A period piece (I think) set at the death of the Progressive movement, Cryptozoo opens with two hippies on a camping trip, stumbling across Jurassic Park in their post-coital haze. Naked, they venture into this gated Eden to find…a unicorn! Alas, terrible things happen! And then we go to heroic Lauren Gray (voice of Lake Bell), a super special agent or something who has made it her life’s work to protect cryptids, because one of them, a Baku, ate all of her nightmares when she was a child. Good so far? It’s not good. There’s an organization led by Joan (Grace Zabriskie), who partners Lauren with winsome Gorgon Phoebe (Angeliki Papoulia), who wears contacts to prevent her from petrifying men and also tranquillizes the snakes in her hair. Look, it doesn’t matter. There’s an evil hunter, Nicholas (Thomas Jay Ryan), who wants to exploit the cryptids; the U.S. Shadow government’s intentions to weaponize them; the irony of the good guys wanting to put these things in zoos to protect them but Capitalism, man, Capitalism…man. Lauren and Joan and Phoebe jet around the globe, do some emotional groundwork on a thing that soldiers beat for having a face on its torso, and then somewhere along the way the last Tengu takes a bullet to the chest.

If this description reminds you of Rankin & Bass’ The Last Unicorn, you’re sort of on the right track, but The Last Unicorn is perverse in a useful way, whereas Cryptozoo is perverse in a “far out, man!” way. The picture goes through roll calls of these things, and then it either murders them or it doesn’t. There’s a stampede of centaur, there’s a merman sighting, and through it all is the sense that I would probably really dig this if I took ‘shrooms or something, but then again the bar for what I might like while chemically altered is so low why even offer it? If I were in a coma, I would sit right through this without complaint. Got it. Cryptozoo exists at that delicate crossroads between arrogant and obnoxious where freshman cosmology majors tend to hang out, free-climbing the outside of the dorm and doing slackrope in the park. Anyway, Lauren realizes in the end that the enemy is Man and becomes a vet, which is also the fate for most of us who started out thinking we were going to change the world and ended up cashing a weekly paycheck signed by the same world. I don’t think Cryptozoo is stupid, in other words, though I do think it’s intolerable. Violence Voyager, on the other hand: you should check that out.

_Record list_.

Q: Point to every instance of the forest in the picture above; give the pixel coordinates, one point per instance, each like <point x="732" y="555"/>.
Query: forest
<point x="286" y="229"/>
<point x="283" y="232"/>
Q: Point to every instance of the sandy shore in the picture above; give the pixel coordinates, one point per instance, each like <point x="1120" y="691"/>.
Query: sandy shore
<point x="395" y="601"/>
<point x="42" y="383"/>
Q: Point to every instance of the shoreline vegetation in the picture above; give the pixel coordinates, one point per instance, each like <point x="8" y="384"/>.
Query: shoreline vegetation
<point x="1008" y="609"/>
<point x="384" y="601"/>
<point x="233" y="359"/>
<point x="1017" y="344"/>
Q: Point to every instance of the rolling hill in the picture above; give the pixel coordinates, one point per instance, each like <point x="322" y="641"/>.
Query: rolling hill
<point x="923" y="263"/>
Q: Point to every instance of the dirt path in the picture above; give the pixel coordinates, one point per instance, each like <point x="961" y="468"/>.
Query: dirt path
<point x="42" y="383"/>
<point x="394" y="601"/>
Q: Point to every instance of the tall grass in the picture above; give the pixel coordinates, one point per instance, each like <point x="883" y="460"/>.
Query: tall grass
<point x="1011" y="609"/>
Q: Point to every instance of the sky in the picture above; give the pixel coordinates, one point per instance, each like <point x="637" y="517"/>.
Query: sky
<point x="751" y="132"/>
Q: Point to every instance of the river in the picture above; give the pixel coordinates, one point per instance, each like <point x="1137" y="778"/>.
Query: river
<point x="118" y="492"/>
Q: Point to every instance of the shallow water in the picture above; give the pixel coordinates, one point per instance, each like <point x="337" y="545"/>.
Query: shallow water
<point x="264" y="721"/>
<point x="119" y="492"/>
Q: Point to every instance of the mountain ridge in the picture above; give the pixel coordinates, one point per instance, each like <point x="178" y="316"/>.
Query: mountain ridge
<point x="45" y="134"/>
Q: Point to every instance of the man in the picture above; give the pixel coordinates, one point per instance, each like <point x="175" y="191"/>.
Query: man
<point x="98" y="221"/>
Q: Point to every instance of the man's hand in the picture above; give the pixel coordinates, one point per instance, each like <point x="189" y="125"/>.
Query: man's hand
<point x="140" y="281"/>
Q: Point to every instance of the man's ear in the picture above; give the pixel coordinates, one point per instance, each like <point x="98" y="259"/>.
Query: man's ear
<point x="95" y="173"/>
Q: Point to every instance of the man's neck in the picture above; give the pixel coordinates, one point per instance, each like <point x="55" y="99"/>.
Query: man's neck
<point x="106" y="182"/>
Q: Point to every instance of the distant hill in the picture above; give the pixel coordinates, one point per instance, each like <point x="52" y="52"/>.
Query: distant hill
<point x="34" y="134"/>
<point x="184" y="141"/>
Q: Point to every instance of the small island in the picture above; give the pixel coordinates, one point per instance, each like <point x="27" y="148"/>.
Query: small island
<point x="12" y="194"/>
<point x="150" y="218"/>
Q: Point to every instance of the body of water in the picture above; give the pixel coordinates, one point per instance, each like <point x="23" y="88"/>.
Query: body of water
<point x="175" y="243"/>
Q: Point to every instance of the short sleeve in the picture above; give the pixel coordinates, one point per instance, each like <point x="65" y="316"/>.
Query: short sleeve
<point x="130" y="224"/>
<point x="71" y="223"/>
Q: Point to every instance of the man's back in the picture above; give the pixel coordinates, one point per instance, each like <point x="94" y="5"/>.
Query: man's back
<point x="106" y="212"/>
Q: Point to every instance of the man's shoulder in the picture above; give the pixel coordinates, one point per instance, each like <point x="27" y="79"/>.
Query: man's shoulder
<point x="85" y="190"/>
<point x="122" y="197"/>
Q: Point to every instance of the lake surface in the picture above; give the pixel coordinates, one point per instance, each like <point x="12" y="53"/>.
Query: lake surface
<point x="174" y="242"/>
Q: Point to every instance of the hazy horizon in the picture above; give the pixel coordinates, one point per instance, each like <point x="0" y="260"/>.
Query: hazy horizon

_Written exercise 1_.
Summarize the Cryptozoo review in two sentences.
_Written exercise 2_.
Please write out the stretch of the listing from the line that contains "Q: Point to every instance of the hazy" through the end of the listing.
The review and the listing have no connection to each other.

_Correct response 1_.
The review describes Cryptozoo, in which agent Lauren Gray, who has devoted her life to protecting cryptids, travels the globe while an evil hunter seeks to exploit the creatures and a shadow government plans to weaponize them. The reviewer finds the film perverse in a "far out, man!" way and judges it not stupid but intolerable, recommending Violence Voyager instead.

_Correct response 2_.
Q: Point to every instance of the hazy horizon in the picture above; give the pixel coordinates, one point per instance, each like <point x="0" y="260"/>.
Query: hazy horizon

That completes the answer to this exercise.